READING PASSAGE
● ● ● ● ●
More cheerful gastronomic experiences are available elsewhere at Woodstock, thanks to a menu of food-and-drink-related events. This year's Independent Live! Debate promises to be a corker. The motion is simple: "Those who cook for a living know more about food than those who eat for a living". In the blue corner are the chefs, who know (surely?) everything about the preparation and transformation of food because they handle it every day. Here, they're represented by Rowley Leigh, legendary chef-patron of Kensington Place and Le Café Anglais, and Oliver Peyton, the Phineas T Barnum of restaurateurs, who has opened successful eateries at the National Gallery, the Wallace Collection and Somerset House. In the red corner are the food critics, who may not be able to knock up Heston Blumenthal-esque creations but who know what the best – and the worst – food tastes like because they encounter it at the sharp end every week. They're represented by Matthew Norman, who reviews restaurants for The Daily Telegraph, and your humble scribe, who does the same for The Independent magazine. My co-star in this enviable role, Tracey McLeod, Food Writers' Guild Restaurant Reviewer of the Year, will chair what promises to be a noisily partisan affair.
● ● ● ● ●
DATA SEGMENT
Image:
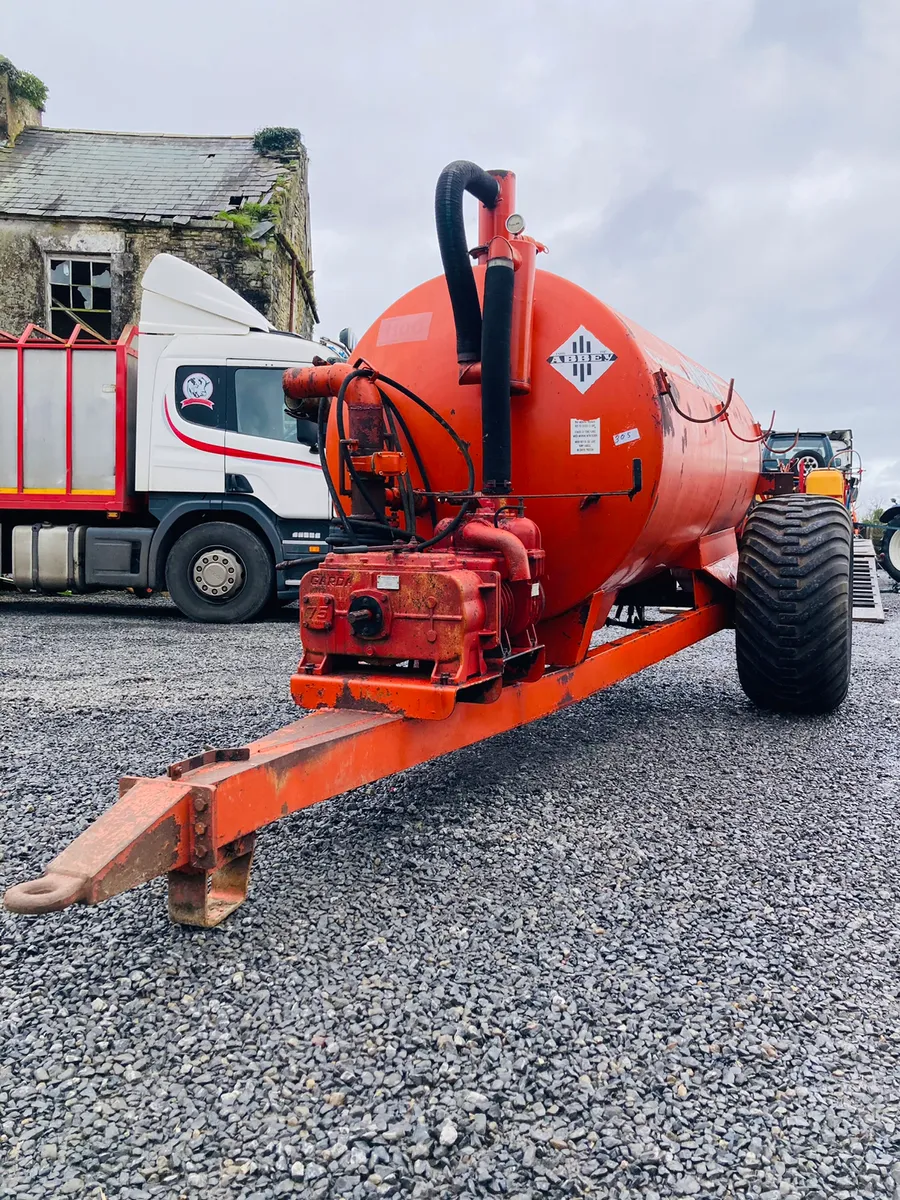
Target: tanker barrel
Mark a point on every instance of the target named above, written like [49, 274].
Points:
● ● ● ● ●
QUESTIONS
A – Answer these questions using the passage about the Woodstock food debate:
(i) Of which two restaurants is Rowley Leigh the chef-patron?
(ii) For which newspaper does Matthew Norman review restaurants?
(iii) Who will chair the debate?
B – Continue the passage about the Woodstock food debate, picking up after its final sentence.

ANSWERS TO EACH TASK
A –
(i) Kensington Place and Le Café Anglais
(ii) The Daily Telegraph
(iii) Tracey McLeod

B –
Three of the nation's wittiest and most observant women come together on Friday morning to discuss food, calories, diets and similar weighty topics: Arabella Weir has just published The Real Me is Thin, a hilarious account of her eating history. Kathy Lette, the dazzling Australian punster and novelist, brought out her Men: a User's Guide earlier this year, and Ronni Ancona, the doyenne of female impressionists, was a leading light of the 2009 festival in her double act with Alistair McGowan.
Later that day, the joy of imaginative flavour combination is celebrated by a trio of food writers. Christopher Hirst, former scribe of the Weasel column, reports from the domestic front in his book Love Bites, a chronicle of hob-side experiments with classic recipes from scrambled eggs to oysters with parmesan. He talks to Rose Prince, whose book The New English Table calls for a return to underexploited, home-grown ingredients; and to Niki Segnit, whose The Flavour Thesaurus, tries to pin down exactly what goes with what.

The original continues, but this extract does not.